▸ Input material:

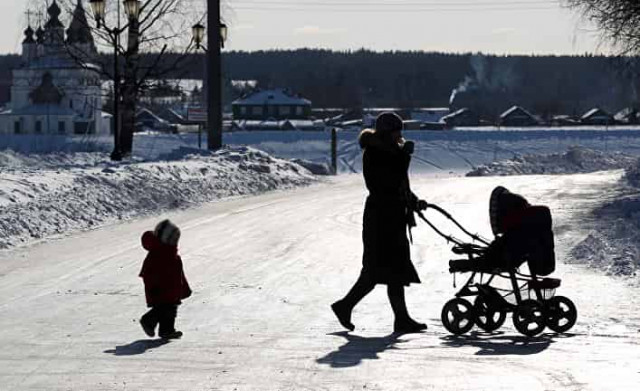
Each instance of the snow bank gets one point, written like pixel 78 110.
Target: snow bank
pixel 576 160
pixel 43 195
pixel 614 243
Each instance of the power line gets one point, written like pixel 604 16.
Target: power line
pixel 386 3
pixel 403 10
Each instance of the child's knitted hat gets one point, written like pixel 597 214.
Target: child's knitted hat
pixel 167 233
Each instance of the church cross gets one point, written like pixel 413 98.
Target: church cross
pixel 29 13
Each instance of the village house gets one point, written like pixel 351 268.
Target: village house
pixel 277 104
pixel 462 117
pixel 517 116
pixel 597 116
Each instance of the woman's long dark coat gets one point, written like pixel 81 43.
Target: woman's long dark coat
pixel 387 214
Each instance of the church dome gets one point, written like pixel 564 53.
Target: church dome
pixel 54 12
pixel 28 35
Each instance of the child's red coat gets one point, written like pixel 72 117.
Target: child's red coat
pixel 162 273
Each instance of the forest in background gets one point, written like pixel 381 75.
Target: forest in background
pixel 545 85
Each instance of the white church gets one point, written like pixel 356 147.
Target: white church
pixel 53 92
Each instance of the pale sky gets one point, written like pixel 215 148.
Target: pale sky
pixel 489 26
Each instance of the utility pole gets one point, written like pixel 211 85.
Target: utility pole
pixel 214 88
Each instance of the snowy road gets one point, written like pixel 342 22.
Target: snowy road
pixel 264 271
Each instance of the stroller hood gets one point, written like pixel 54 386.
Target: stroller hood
pixel 504 207
pixel 524 232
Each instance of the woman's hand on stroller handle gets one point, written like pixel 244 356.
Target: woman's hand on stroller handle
pixel 422 205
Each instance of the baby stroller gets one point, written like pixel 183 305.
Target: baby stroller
pixel 523 234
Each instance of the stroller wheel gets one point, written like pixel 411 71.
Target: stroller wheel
pixel 561 314
pixel 488 318
pixel 458 316
pixel 529 318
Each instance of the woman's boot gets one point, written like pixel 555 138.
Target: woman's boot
pixel 342 308
pixel 403 322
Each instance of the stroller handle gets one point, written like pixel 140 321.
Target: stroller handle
pixel 449 238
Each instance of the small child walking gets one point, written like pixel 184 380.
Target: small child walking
pixel 165 284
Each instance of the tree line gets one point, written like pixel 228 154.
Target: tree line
pixel 546 85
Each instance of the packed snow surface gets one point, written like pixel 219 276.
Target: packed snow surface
pixel 264 271
pixel 614 241
pixel 42 195
pixel 575 160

▸ Required work:
Repeat only the lines between the top of the entries above and the line containing "Each instance of the baby", both ends included, without the pictures.

▸ Reply:
Each instance of the snow bank gets one point, written like pixel 78 110.
Target: snow bank
pixel 576 160
pixel 43 195
pixel 614 243
Each instance of the power line gets one point, written like pixel 604 16.
Target: power line
pixel 386 3
pixel 403 10
Each instance of the child's knitted hat gets one point, written like pixel 597 214.
Target: child's knitted hat
pixel 167 233
Each instance of the church cross gets one point, written like pixel 413 98.
Target: church cross
pixel 29 13
Each instance of the village house gets one point, written like pixel 351 268.
Target: village house
pixel 277 104
pixel 462 117
pixel 517 116
pixel 597 116
Each instance of the woman's long dark coat gets one point, written like pixel 81 43.
Target: woman's long dark coat
pixel 387 214
Each instance of the church dome gets one point, written like pixel 564 53.
Target: church dome
pixel 54 12
pixel 28 35
Each instance of the child's red coat gets one point, written like pixel 72 117.
Target: child's red coat
pixel 162 273
Each instance of the forest in background gets one point, written like pixel 381 75.
Target: forest in background
pixel 545 85
Each instance of the white church gets one point, written like pixel 356 147.
Target: white church
pixel 53 92
Each instance of the pale sky gets one point, written like pixel 215 148.
Target: pale sky
pixel 489 26
Each instance of the utility pole gets one point, written like pixel 211 85.
Target: utility pole
pixel 214 88
Each instance of the snowy road gets one point, written like pixel 342 22.
Target: snowy road
pixel 264 271
Each instance of the stroller hood gets one point, written like pixel 54 386.
Target: stroller hood
pixel 504 207
pixel 524 232
Each instance of the woman's hand on stroller handle gets one point, written like pixel 244 356.
Target: woman's hand on stroller handle
pixel 422 205
Each instance of the baby stroller gets one point, written like pixel 183 305.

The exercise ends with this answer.